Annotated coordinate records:
::::

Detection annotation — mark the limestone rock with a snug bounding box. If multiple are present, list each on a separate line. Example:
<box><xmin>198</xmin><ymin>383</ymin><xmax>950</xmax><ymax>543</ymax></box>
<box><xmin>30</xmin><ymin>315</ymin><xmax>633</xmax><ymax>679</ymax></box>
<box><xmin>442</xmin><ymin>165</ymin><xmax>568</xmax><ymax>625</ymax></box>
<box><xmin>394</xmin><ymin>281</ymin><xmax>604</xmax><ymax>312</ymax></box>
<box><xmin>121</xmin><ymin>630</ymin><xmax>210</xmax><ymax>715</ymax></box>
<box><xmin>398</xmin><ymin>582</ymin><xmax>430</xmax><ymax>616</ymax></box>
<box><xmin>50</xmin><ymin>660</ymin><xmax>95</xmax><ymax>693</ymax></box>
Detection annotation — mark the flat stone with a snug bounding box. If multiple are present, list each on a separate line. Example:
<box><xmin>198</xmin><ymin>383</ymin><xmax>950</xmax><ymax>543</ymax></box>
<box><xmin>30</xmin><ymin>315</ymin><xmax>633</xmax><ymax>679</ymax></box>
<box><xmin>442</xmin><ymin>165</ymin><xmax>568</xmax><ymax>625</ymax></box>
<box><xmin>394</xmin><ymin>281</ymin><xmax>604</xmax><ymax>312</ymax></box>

::::

Could you quote, word for word, the stretch of the listing from the line containing "Detection annotation — mark the flat" through the end of the listing?

RESPONSE:
Detection annotation — mark the flat stone with a snug bounding box. If multiple are present, list each on a separate line. Example:
<box><xmin>198</xmin><ymin>383</ymin><xmax>950</xmax><ymax>543</ymax></box>
<box><xmin>30</xmin><ymin>315</ymin><xmax>633</xmax><ymax>679</ymax></box>
<box><xmin>442</xmin><ymin>165</ymin><xmax>568</xmax><ymax>625</ymax></box>
<box><xmin>394</xmin><ymin>281</ymin><xmax>604</xmax><ymax>312</ymax></box>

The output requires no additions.